_Records for processing_

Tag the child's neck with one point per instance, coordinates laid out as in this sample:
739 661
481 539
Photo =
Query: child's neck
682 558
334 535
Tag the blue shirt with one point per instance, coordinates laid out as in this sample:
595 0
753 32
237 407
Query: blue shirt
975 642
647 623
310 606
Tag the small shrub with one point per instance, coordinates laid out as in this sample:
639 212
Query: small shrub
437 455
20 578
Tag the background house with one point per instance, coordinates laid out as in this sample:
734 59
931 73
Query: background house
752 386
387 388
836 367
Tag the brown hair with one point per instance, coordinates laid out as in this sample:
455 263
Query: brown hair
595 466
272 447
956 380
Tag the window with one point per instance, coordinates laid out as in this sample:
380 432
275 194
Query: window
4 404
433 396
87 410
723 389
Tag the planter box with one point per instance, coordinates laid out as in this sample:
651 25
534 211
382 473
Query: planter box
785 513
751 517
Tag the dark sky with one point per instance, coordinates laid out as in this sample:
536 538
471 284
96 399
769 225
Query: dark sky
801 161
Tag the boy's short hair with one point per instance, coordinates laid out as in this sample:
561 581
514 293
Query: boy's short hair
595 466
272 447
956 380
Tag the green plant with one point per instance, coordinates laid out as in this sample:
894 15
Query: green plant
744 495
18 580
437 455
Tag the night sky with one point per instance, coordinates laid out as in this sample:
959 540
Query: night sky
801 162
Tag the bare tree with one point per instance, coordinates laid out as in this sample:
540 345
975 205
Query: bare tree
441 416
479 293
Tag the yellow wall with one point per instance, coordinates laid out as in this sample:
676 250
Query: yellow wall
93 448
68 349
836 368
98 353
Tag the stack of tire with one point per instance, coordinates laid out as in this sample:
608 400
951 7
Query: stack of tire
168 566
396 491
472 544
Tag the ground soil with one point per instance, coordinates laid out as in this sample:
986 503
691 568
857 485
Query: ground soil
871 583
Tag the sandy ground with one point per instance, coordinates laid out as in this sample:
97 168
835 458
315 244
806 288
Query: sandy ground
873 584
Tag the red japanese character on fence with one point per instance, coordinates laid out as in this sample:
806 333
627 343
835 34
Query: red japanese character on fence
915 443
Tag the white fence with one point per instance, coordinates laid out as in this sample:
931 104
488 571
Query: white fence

_Work instructions_
Would you show every line in the data above that contains the string "white"?

_Exercise response_
Tag the white fence with one point per instance, coordinates laid out as in this sample:
Query: white fence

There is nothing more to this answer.